• Action item:
Give back exactly the lines of the entries below from the line with "query | brass candlestick" to the line with "sample | [340, 28]", inclusive, and only those.

Data to process Block Start

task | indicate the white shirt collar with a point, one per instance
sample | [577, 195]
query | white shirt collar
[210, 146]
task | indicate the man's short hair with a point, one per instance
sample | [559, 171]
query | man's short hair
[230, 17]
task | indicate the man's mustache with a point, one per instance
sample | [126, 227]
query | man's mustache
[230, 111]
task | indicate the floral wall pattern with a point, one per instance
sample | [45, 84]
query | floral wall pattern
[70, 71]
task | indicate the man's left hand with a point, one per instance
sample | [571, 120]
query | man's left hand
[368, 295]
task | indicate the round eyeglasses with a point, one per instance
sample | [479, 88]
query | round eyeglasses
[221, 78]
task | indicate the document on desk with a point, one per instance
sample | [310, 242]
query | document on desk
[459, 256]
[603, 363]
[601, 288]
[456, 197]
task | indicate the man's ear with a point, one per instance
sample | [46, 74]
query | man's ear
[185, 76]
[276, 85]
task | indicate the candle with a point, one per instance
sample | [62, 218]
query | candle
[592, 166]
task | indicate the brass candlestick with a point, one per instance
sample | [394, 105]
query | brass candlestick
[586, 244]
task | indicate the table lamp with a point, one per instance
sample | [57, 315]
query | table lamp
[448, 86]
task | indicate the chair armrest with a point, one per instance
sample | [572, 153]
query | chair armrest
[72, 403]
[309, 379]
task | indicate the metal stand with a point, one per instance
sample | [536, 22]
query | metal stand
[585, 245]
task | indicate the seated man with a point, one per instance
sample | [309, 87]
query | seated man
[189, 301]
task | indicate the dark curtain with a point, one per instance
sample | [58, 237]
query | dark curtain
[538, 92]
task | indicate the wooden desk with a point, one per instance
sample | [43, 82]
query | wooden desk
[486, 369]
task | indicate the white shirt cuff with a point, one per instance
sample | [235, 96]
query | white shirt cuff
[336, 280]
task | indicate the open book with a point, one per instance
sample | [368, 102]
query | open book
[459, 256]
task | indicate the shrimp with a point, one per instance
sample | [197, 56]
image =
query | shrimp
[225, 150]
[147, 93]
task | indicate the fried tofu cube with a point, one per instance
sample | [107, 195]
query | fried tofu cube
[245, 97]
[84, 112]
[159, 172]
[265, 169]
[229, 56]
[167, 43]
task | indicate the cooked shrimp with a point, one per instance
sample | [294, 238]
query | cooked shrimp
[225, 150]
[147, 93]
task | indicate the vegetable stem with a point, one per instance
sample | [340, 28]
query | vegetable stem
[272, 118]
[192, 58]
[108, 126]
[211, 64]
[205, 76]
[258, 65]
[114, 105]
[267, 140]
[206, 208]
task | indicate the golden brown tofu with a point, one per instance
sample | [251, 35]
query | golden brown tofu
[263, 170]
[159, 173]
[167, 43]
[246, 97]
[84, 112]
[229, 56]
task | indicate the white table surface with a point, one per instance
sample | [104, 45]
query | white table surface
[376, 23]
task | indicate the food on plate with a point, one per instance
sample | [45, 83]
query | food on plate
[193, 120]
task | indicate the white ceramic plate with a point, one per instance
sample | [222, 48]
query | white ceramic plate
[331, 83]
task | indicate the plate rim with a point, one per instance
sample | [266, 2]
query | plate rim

Data to process Block End

• Result for this task:
query | brass candlestick
[586, 244]
task | indicate the table lamp with a point, one per instance
sample | [57, 315]
query | table lamp
[448, 86]
task | indicate the chair armrest with a point, one per instance
sample | [572, 153]
query | chair armrest
[72, 403]
[309, 379]
task | indicate the metal stand with a point, one per instance
sample | [536, 22]
query | metal stand
[585, 245]
task | indicate the seated man with a point, one per instance
sample | [309, 87]
query | seated man
[189, 301]
task | indicate the dark curtain with a point, one per instance
sample | [58, 237]
query | dark curtain
[538, 92]
task | indicate the wooden desk with a point, one per instance
sample | [43, 82]
query | wooden desk
[486, 369]
task | indicate the white shirt cuff with a point, one per instance
sample | [235, 96]
query | white shirt cuff
[336, 280]
task | indicate the open book with a point, one per instance
sample | [368, 102]
query | open book
[459, 256]
task | indicate the shrimp with a point, one per instance
sample | [197, 56]
image =
query | shrimp
[225, 150]
[147, 93]
task | indicate the fried tofu cube with a point, one per instance
sample | [107, 195]
query | fried tofu cube
[245, 97]
[84, 112]
[159, 172]
[265, 169]
[229, 56]
[167, 43]
task | indicate the cooked shrimp with a point, one per instance
sample | [294, 238]
query | cooked shrimp
[225, 150]
[147, 93]
task | indicate the vegetable stem with a point, one per instance
sample | [340, 28]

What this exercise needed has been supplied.